- _Instruções do exercício_
Transcreva, do texto sobre a aposentadoria especial, a passagem entre "Entretanto, o Supremo" e "novembro de 2019.", inclusive.

- _Trecho selecionado_
□ □ □ □ □ □ □

O Supremo Tribunal Federal concluiu o julgamento da Ação Direta de Inconstitucionalidade (ADI) 6309 e declarou inconstitucional a exigência de idade mínima para a concessão da aposentadoria especial, requisito introduzido pela Emenda Constitucional nº 103/2019, conhecida como Reforma da Previdência.
A aposentadoria especial é destinada aos segurados que exercem atividades com exposição habitual e permanente a agentes nocivos capazes de comprometer sua saúde ou integridade física. Com a reforma constitucional de 2019, passaram a ser exigidas idades mínimas de 55, 58 e 60 anos, conforme o tempo de exposição necessário para a concessão do benefício.
Ao analisar a matéria, a maioria dos ministros entendeu que a exigência de idade mínima contrariava a finalidade protetiva da aposentadoria especial. Segundo o STF, o benefício foi concebido para afastar o trabalhador do ambiente nocivo antes que a exposição prolongada resulte em danos à sua saúde, razão pela qual não seria compatível exigir sua permanência em atividade de risco apenas para alcançar determinada faixa etária.
A decisão representa uma das mais relevantes interpretações constitucionais sobre os efeitos da EC 103/2019 no regime da aposentadoria especial.
Entretanto, o Supremo não invalidou integralmente as alterações promovidas pela Reforma da Previdência. Permanecem válidas as atuais regras de cálculo do benefício, que reduziram a renda inicial em relação ao sistema anterior, bem como a vedação à conversão de tempo especial em comum para períodos laborados após 13 de novembro de 2019.

□ □ □ □ □ □ □

- _Conteúdo do material_
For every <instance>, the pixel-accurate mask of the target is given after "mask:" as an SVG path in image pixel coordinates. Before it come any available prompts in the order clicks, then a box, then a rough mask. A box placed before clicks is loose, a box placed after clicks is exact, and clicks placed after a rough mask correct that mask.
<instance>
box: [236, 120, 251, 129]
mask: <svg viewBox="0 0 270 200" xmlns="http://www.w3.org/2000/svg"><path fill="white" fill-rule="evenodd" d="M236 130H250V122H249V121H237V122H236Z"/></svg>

□ □ □ □ □ □ □

- _Resposta escrita_
Entretanto, o Supremo não invalidou integralmente as alterações promovidas pela Reforma da Previdência. Permanecem válidas as atuais regras de cálculo do benefício, que reduziram a renda inicial em relação ao sistema anterior, bem como a vedação à conversão de tempo especial em comum para períodos laborados após 13 de novembro de 2019.